It feels less like “just sake” and more like a dish of ayu in its own right. It flowed naturally with the progression of the meal.
Dishes We Tasted
Ayu “Nanban” Congee
Crisp-fried ayu that had been marinated “nanban” style, combined with a porridge-like glossy sauce. Though called congee, there are no distinct grains; the silky sauce gently enrobes the fried ayu with acidity.
Some bones remain for texture; alongside the toasty aroma of the fry, you feel the firmness of the fish. The more you chew, the more umami emerges—exacting work. The faint sweetness and acidity of the “congee” stay in balance, and each bite comes together on the palate.
Served on glassware with cool transparency—a plate that quietly ushers in summer ayu.
Ayu & Winter Melon Soup
A bowl pairing a grilled half of ayu with tender simmered winter melon. A hint of char drifts into the clear dashi, and the fragrance that rises the moment you lift the lid is striking.
With the grilled side left on, the ayu balances crispy skin and moist flesh, pairing gently with the dashi-soaked winter melon. Neither element is assertive, yet both leave a sure impression—an elegant harmony of ingredients.
The vessel is silver-toned metal—slightly modern in feel—yet it traps heat well, so the rush of heat and aroma when opened is pronounced. As a bowl “to seal in and deliver” ayu’s aroma, it feels perfectly logical.
Placed mid-course, it creates a pause—of aroma, temperature, and breath—before moving on.
Ayu Se-goshi (Bone-in Thin Slices)
Laid as if hidden at the bottom of a bowl packed with ice, the se-goshi of ayu is lifted piece by piece from the ice and dabbed dry with paper before eating.

## GIVEN INSTRUCTION
Answer these questions using the passage on ayu dishes.
(a) Although the first dish is called congee, what does it lack?
(b) What material is the vessel for the Ayu & Winter Melon Soup?
(c) After each piece of se-goshi is lifted from the ice, how is it dried before eating?

## SOURCE EXCERPT
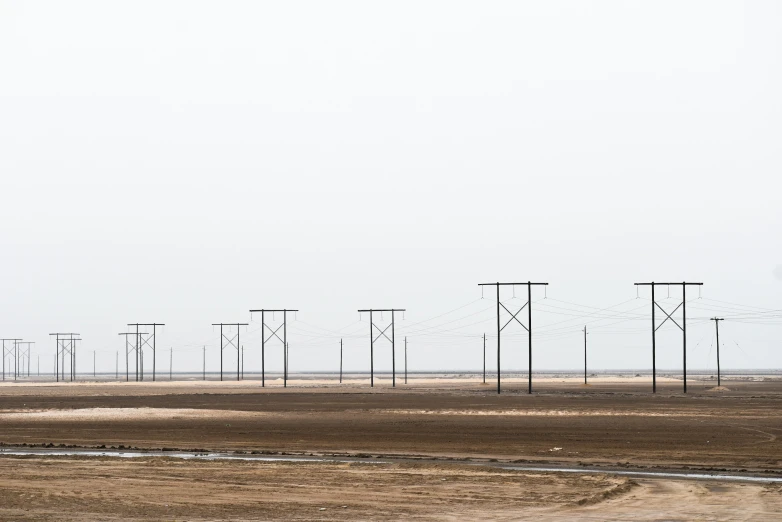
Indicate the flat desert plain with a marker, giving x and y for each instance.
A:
(435, 449)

## COMPLETE ANSWER
(a) It has no distinct grains.
(b) Silver-toned metal.
(c) It is dabbed dry with paper.